(Written exercise) Collect every line in the rows below that contains the word "boat", and copy each of those lines in full.

───── Data

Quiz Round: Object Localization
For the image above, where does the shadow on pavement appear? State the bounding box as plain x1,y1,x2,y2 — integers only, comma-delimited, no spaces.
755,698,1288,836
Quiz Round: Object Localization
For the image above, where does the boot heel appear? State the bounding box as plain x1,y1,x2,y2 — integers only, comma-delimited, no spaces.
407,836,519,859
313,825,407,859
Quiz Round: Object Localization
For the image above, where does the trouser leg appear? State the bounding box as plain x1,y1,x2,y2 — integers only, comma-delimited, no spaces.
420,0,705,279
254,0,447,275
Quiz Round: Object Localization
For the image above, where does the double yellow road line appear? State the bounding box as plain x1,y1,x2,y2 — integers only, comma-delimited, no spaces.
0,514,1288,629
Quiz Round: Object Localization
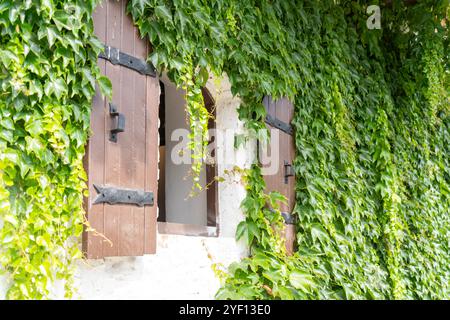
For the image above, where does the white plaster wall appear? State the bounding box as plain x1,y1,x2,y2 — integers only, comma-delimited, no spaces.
76,235,241,300
206,76,256,238
0,73,255,299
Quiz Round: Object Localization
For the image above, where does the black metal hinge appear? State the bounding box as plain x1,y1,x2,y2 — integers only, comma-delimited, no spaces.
265,115,294,136
281,212,297,224
99,45,156,77
93,184,154,207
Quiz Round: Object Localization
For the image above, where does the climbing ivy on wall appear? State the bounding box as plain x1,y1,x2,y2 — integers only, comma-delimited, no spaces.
129,0,450,299
0,0,450,299
0,0,111,299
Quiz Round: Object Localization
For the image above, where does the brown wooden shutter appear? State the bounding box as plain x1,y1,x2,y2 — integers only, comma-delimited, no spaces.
263,97,295,254
83,0,160,258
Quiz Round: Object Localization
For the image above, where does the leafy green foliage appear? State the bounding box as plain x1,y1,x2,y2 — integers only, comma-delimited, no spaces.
0,0,106,299
0,0,450,299
129,0,450,299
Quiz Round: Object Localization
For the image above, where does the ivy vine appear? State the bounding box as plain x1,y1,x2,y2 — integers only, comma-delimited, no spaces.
0,0,111,299
129,0,450,299
0,0,450,299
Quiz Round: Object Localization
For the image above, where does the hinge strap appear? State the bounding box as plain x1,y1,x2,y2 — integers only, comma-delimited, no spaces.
98,45,156,77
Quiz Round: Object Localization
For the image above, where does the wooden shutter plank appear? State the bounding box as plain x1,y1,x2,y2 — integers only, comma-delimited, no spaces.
103,1,122,256
144,68,159,253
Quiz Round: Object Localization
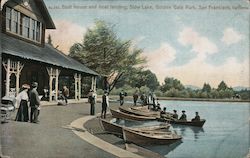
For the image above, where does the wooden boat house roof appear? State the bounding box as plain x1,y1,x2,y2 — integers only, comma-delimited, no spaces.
1,34,98,76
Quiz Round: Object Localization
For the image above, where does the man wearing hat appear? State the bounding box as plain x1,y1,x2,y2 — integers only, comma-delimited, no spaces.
192,112,200,121
30,82,40,123
101,90,109,119
179,110,187,121
173,110,178,119
88,89,97,115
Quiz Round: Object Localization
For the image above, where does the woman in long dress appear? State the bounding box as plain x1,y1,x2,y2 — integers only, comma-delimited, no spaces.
15,84,30,122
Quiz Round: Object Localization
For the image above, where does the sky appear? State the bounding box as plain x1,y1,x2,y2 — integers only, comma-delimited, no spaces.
44,0,250,88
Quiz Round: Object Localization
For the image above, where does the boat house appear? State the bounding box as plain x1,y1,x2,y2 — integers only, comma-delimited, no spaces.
0,0,98,101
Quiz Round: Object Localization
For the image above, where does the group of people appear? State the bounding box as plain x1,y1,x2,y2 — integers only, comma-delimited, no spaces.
15,82,40,123
88,89,109,118
161,107,200,121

──────────

(Answer)
For the image above, where does the wooden boat house roof appear? State the bounding box as plain x1,y1,x2,y2 — integers only, comma-delimited, no spaces.
For the image above, where does the boat house appear? State the bounding box as plain x1,y1,x2,y2 — integers only, comma-delimited, no spaces.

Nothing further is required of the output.